### Work to be completed
Give back exactly the lines that run from the line containing "task: segment the pine tree" through the end of the listing below. Leave out every other line.

>> begin Supplied information

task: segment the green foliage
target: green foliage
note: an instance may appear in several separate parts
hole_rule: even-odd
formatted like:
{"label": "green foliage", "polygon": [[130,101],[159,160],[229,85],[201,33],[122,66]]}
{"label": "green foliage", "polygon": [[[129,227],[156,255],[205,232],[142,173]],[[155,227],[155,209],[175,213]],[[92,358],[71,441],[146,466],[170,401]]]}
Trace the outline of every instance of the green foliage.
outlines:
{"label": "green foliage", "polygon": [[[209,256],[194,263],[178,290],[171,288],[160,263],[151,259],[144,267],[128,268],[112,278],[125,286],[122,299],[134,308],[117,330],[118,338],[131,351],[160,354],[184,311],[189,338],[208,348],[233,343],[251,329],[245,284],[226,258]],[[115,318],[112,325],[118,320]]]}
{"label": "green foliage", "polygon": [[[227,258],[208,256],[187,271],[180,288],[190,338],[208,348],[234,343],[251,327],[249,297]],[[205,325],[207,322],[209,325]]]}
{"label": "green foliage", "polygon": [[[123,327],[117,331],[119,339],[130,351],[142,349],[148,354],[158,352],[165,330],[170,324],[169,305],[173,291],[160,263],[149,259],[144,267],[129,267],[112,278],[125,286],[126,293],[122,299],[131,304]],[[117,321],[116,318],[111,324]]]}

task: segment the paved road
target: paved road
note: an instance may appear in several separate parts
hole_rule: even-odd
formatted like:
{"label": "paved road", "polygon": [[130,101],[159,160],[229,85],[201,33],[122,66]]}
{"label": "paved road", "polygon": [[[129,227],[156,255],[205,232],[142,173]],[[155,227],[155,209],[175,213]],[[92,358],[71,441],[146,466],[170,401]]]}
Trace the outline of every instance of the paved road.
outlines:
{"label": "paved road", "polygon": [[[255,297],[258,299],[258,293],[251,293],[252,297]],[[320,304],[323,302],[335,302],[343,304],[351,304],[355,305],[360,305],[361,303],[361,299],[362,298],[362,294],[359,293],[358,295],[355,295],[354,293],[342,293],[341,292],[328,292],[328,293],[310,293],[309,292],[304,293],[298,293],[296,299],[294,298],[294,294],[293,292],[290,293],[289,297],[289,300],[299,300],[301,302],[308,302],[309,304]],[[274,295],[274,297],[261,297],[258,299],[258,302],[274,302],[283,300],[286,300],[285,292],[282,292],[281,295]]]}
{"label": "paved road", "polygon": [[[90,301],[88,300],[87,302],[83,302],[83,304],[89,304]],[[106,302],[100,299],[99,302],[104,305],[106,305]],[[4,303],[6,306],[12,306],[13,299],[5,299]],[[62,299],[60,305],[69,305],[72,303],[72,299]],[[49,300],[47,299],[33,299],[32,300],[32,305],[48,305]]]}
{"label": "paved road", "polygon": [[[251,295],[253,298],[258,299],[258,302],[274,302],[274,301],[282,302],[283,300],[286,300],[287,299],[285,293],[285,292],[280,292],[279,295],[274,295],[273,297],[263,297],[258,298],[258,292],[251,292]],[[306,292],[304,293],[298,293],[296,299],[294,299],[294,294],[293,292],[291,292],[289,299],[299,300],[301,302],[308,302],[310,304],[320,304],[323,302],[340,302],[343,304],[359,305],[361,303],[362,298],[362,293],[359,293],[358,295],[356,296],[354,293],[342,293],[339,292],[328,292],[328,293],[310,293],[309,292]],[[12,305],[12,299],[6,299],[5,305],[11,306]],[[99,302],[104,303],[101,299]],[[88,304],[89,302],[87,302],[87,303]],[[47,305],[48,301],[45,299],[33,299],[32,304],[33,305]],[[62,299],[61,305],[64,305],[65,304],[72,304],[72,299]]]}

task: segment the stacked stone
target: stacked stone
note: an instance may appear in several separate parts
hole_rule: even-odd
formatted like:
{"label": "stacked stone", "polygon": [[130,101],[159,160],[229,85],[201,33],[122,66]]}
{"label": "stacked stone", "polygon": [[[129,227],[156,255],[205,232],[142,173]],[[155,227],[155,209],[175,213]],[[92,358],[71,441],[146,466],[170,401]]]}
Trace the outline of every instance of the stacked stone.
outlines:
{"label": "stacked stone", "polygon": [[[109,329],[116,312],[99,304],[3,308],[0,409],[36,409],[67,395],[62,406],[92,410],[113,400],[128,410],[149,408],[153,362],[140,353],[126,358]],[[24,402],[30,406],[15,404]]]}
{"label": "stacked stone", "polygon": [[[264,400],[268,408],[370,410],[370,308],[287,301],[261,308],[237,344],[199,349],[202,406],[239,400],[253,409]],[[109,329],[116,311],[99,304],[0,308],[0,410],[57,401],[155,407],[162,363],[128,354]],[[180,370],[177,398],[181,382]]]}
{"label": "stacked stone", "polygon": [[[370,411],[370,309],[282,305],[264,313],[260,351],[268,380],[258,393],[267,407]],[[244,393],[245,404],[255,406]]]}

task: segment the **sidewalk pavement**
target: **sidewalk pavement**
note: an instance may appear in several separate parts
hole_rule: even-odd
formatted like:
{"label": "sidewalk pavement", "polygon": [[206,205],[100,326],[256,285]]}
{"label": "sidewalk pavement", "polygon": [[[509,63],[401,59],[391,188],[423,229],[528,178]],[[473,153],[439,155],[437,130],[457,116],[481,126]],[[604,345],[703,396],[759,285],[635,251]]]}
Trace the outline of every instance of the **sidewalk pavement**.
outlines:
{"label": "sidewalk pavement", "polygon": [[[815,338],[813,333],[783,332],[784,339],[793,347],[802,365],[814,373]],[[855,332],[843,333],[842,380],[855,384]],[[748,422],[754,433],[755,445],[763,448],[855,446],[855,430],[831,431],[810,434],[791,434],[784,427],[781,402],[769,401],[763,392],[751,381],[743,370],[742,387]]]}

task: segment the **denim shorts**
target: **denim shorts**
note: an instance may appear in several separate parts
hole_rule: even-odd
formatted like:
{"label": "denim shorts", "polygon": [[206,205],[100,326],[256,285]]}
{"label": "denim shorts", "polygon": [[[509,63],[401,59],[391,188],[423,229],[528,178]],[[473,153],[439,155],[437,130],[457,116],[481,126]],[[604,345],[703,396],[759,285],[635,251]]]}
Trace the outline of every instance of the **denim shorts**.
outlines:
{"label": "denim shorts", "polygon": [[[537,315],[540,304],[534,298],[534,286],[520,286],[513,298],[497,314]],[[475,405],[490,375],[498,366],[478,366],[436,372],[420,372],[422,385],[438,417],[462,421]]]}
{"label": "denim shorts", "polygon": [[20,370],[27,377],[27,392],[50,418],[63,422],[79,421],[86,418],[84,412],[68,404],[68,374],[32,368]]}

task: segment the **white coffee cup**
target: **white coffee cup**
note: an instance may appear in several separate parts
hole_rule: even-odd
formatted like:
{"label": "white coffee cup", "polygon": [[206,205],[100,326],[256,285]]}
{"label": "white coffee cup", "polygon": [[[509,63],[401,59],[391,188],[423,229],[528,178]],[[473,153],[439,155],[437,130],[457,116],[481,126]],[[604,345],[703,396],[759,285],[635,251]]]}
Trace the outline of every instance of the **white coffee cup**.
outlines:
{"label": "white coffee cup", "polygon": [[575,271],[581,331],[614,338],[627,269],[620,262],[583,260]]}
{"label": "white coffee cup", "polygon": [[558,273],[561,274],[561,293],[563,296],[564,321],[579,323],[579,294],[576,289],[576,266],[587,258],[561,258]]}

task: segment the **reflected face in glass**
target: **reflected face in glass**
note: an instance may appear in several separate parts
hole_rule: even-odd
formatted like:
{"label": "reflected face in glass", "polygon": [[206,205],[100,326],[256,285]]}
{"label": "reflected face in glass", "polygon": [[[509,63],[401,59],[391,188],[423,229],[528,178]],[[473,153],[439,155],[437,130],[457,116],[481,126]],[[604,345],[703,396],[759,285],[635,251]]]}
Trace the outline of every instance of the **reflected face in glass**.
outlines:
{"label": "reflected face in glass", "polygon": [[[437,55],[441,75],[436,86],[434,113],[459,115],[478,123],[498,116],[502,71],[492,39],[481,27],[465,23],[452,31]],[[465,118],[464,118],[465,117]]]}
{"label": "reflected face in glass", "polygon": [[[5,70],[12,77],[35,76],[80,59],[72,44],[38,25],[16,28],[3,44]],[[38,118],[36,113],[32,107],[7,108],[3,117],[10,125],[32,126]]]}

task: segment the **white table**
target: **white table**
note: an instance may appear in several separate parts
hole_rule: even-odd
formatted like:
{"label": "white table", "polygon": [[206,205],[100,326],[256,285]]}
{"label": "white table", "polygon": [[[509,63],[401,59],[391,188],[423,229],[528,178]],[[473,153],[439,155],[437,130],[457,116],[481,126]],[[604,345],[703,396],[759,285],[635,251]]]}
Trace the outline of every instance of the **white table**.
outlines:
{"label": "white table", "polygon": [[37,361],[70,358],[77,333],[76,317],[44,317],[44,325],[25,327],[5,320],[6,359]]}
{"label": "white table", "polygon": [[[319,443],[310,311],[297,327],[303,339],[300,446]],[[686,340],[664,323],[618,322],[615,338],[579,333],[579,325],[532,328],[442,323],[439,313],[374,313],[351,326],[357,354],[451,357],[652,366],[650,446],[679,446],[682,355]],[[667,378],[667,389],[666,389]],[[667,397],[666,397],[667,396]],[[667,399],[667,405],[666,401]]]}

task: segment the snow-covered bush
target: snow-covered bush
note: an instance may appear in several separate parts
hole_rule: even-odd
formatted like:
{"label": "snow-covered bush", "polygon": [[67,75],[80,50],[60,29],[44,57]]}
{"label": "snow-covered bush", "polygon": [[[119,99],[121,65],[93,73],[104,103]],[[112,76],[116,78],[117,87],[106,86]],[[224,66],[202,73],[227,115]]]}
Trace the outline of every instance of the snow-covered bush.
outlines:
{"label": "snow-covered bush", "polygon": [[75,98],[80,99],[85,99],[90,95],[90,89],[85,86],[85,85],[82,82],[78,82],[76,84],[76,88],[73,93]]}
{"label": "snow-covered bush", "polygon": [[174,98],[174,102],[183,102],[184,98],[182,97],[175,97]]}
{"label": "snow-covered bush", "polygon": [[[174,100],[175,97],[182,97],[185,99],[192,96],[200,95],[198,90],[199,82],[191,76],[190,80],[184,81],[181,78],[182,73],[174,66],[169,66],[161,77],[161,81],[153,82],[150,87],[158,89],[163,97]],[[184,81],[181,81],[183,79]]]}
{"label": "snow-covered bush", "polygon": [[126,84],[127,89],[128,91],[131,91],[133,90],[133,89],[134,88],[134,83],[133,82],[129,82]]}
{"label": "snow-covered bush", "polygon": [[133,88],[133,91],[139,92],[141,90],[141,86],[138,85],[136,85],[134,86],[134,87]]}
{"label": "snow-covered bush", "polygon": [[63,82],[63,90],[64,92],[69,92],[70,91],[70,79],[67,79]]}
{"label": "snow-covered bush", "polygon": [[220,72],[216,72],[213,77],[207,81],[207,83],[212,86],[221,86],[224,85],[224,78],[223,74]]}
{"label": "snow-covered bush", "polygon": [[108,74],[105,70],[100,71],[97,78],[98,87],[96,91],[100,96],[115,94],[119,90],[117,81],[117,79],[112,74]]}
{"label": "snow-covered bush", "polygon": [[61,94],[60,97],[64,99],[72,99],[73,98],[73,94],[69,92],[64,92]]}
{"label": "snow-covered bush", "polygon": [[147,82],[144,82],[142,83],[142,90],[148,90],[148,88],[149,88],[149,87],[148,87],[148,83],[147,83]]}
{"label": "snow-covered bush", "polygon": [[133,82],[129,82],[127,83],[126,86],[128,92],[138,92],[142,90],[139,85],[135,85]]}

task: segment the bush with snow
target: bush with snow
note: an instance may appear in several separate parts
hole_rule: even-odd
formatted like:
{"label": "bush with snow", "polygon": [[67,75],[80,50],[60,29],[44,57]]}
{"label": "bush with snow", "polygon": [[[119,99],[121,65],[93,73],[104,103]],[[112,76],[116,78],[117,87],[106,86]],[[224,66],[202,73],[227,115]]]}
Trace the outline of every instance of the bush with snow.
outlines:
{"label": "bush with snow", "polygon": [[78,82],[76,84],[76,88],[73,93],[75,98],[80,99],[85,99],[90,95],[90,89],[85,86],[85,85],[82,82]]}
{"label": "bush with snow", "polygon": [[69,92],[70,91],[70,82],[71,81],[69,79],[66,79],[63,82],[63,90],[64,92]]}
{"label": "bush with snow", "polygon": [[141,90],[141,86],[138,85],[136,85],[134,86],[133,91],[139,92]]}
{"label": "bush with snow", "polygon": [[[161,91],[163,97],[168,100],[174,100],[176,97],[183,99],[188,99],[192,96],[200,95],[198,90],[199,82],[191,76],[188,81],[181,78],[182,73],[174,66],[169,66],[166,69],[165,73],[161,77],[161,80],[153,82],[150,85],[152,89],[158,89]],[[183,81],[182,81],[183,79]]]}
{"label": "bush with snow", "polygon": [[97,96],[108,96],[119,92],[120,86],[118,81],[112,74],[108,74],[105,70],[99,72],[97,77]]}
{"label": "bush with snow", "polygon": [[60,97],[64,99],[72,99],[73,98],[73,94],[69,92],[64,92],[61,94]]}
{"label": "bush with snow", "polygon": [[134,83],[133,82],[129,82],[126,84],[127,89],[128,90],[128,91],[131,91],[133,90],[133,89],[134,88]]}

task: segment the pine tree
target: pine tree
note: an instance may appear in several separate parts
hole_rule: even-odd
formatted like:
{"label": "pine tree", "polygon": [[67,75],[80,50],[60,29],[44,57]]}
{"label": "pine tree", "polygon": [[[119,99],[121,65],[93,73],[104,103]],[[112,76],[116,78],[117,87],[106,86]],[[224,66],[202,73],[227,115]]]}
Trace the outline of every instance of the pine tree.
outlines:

>> end Supplied information

### Output for this task
task: segment the pine tree
target: pine tree
note: an instance may appear in several separate parts
hole_rule: even-odd
formatted like:
{"label": "pine tree", "polygon": [[67,75],[80,50],[60,29],[44,57]]}
{"label": "pine tree", "polygon": [[[119,99],[121,65],[93,73],[104,103]],[[112,76],[116,78],[117,87],[106,86]],[[224,66],[202,73],[227,115]]]}
Trace the outline of every instance of the pine tree.
outlines:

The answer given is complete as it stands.